2426868 First to explain the Dinotopia scroll reading machines, have a look Here. Trying to find this scene was frustrating as I haven't seen the movie in a long time, but there are wonderful philosophies within it, and I believe thinkers would certainly enjoy it, even though it has no ponies ;p

Concerning the complicated process of turning pages for ponies. There are many things we do everyday that require practiced dexterity, but we don't think about them because they have become first nature. Take for instance the fact that we type on a keyboard - type writers have been around for about 150 years, a mere blink in human history, and the act of typing is a non-essential skill to survive, yet at almost the same speed at which we sub-vocalize our thoughts, our minds have decrypted them into writing (another non-essential skill), broken them down into letters, and then send rapid fire instructions to move from one key to the next in the list without returning to the home row. The index fingers control six keys each, so without returning to the home row, that is 36 instruction sets (if I have my math right) just for one finger in one tiny portion of the whole typing process.

**Supplied records**
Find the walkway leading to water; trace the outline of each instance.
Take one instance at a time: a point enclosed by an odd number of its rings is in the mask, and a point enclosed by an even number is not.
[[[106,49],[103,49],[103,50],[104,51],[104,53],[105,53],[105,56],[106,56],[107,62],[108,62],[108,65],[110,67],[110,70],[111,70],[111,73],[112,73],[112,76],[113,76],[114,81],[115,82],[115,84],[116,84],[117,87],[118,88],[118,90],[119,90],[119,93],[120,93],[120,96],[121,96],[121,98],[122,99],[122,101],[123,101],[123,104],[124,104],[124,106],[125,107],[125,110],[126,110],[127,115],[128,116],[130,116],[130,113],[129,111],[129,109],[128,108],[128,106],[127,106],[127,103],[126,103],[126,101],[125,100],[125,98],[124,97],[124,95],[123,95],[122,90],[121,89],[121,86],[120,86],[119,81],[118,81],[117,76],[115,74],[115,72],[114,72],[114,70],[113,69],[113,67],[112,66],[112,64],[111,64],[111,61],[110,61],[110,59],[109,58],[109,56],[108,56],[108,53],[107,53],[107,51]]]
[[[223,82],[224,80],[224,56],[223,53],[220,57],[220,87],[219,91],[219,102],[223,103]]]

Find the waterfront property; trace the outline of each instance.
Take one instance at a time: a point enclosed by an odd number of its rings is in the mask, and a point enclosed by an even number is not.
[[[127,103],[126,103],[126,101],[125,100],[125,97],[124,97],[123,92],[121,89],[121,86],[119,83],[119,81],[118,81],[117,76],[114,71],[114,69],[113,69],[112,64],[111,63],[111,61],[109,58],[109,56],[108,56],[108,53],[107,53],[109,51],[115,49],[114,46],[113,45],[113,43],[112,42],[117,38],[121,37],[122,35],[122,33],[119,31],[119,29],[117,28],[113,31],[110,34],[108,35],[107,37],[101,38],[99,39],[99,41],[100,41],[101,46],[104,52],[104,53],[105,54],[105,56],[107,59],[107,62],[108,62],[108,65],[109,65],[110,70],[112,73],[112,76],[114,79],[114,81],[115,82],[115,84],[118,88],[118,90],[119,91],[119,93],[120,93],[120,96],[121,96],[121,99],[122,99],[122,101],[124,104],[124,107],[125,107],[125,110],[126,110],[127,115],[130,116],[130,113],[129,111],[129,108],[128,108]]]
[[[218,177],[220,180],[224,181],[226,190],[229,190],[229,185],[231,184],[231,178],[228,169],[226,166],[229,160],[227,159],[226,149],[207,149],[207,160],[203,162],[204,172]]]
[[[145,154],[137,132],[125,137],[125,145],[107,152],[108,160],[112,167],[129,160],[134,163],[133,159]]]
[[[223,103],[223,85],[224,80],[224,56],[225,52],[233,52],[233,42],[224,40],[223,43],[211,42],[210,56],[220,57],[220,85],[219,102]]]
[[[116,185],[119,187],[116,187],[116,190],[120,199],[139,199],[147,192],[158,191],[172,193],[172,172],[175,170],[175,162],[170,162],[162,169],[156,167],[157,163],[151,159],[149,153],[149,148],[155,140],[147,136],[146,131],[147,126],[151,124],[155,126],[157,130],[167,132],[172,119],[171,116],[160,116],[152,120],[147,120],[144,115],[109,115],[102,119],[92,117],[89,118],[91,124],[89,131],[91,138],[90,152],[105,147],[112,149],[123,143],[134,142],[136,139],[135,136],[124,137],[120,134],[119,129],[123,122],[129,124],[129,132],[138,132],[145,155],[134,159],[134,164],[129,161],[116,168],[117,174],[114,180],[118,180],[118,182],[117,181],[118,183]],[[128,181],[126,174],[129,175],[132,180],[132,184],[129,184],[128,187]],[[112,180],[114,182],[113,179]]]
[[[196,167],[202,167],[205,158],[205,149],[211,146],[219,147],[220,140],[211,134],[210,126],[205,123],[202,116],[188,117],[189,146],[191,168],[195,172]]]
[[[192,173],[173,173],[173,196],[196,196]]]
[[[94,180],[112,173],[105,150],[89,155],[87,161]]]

**Stated problem A**
In the text about turning pages for ponies, how long have typewriters been around?
**Stated problem B**
Continue the text about turning pages for ponies from where it stops.

**Task output A**
About 150 years.

**Task output B**
Yet this complicated skill is a part of our daily lives, because our society has made it an artificial need and has made it common enough in our lives so that we learn it with ease. I imagine that no matter how complicated the task is, if pony society places value upon it, the skill will be picked up as the ponies grow. Since ponies do not have hands, manual dexterity with their hooves would be essential and all the complicated things that could be done with them would be learned with ease.

2594520 An excellent point on the capacity to learn how to do things. The cerebellum is a positively wonderful piece of the brain, making habitual actions come as naturally as breathing.

2594520

First to explain the Dinotopia scroll reading machines, have a look Here.

Ah, amazing! I could totally see one of those in a history that included this little premise of mine. Read and get fit. It certainly puts a spin to notion of "mens sana corpore sano". I can already imagine Twilight arguing with RD about this so as to try and make her read more. :pinkiecrazy:

I imagine that no matter how complicated the task is, if pony society places value upon it, the skill will be picked up as the ponies grow.

Yes, certainly. My focus is more one of convenience, not on whether it's doable or not. In fact your example of keyboards is a good case example for this, in both directions:

On the one hand, typing, even in an old style typewriter, is faster and less error prone than doing it by hand, and so everyone who needed and wanted to type faster and/or with less errors went for it because it increased their overall writing convenience. In fact it was so much faster that the QWERTY layout was designed to slow typists down so that they wouldn't continuous cause key jams.

On the other hand, once the physical keyboard itself becomes inconvenient, we don't mind (much) letting it go away even if the end result is a slower / more error prone writing experience, provided we find the end result more convenient overall. That evidently is the case with tablets and smartphones, where we value the smaller size and weight coupled with a bigger proportional area devoted to the screen.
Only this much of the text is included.